**STATED TASK:**
Copy out the article below on U.S. Alpine skiing's results at the Olympics in full, word for word, before the data that follows it.
### EXTRACTED TEXT
U.S. Alpine skiing's worst Games in 34 years exposes big issues

YANQING, China — Alpine skiing is perhaps the most whimsical Olympic sport. Wind lurks at every turn, threatening to decide races. GOATs can fail in any instant. So it would be easy, in the aftermath of U.S. Alpine’s worst Games in 34 years, to blame randomness.

To blame Mikaela Shiffrin’s inexplicable flops.

To blame Breezy Johnson’s injury, or other crashes that hampered contenders.

But randomness alone doesn’t explain why a once-dominant program sputtered to a single medal (a silver) at these Olympics. It doesn’t explain why six of the 10 individual races here finished without an American in the top 10, or why eight finished without an American in the top six, or why mixed parallel slalom team finished off the podium.
######
### DATA ENTRIES
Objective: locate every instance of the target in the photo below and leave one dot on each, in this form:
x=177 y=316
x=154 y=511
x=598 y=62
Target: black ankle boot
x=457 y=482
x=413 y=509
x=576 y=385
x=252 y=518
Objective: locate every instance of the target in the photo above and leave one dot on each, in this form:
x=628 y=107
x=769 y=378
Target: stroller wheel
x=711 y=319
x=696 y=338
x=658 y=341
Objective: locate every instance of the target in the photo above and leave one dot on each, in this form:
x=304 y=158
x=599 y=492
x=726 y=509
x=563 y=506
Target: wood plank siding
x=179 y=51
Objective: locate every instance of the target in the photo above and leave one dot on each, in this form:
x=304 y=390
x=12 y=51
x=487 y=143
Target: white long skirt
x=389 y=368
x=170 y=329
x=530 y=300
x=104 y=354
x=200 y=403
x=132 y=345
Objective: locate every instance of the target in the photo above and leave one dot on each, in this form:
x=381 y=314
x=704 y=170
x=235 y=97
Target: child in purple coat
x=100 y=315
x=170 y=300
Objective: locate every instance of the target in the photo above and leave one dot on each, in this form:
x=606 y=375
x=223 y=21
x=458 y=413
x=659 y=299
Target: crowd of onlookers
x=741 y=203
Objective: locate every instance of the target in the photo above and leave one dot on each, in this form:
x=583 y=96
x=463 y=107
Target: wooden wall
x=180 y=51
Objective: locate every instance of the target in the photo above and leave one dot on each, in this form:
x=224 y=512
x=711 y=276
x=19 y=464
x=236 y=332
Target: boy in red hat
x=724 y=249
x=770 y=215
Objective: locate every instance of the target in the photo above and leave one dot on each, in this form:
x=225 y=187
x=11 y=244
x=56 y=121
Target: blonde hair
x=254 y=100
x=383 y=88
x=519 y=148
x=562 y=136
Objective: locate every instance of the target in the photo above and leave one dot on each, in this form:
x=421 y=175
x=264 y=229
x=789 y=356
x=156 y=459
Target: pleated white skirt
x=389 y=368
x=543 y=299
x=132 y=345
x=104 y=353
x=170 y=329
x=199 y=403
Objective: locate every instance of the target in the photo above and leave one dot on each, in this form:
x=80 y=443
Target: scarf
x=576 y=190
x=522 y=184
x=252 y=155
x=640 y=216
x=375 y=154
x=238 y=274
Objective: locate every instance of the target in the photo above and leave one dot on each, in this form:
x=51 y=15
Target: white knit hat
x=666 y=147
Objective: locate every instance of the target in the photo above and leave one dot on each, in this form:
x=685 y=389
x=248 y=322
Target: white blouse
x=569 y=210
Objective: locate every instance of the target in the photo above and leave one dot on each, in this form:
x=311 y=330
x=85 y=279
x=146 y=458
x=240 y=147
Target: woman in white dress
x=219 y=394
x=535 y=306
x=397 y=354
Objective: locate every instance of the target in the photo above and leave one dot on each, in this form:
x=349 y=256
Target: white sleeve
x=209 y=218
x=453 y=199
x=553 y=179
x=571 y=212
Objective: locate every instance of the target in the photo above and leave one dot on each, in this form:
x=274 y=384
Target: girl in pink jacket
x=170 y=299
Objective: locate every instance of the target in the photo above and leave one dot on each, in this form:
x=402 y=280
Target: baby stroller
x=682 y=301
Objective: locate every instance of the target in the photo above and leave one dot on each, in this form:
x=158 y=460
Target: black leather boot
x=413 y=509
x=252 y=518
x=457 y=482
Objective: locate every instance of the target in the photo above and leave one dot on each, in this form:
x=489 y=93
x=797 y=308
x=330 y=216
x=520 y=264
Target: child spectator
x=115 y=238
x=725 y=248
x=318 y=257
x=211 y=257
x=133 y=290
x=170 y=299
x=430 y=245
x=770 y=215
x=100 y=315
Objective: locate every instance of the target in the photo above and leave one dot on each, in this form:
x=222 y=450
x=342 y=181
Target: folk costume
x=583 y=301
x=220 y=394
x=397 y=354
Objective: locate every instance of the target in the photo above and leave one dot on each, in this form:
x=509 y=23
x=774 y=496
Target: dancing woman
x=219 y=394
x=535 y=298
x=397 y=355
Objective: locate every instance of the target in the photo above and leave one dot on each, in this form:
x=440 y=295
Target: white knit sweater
######
**COMPLETE ANSWER:**
U.S. Alpine skiing's worst Games in 34 years exposes big issues

YANQING, China — Alpine skiing is perhaps the most whimsical Olympic sport. Wind lurks at every turn, threatening to decide races. GOATs can fail in any instant. So it would be easy, in the aftermath of U.S. Alpine’s worst Games in 34 years, to blame randomness.

To blame Mikaela Shiffrin’s inexplicable flops.

To blame Breezy Johnson’s injury, or other crashes that hampered contenders.

But randomness alone doesn’t explain why a once-dominant program sputtered to a single medal (a silver) at these Olympics. It doesn’t explain why six of the 10 individual races here finished without an American in the top 10, or why eight finished without an American in the top six, or why mixed parallel slalom team finished off the podium.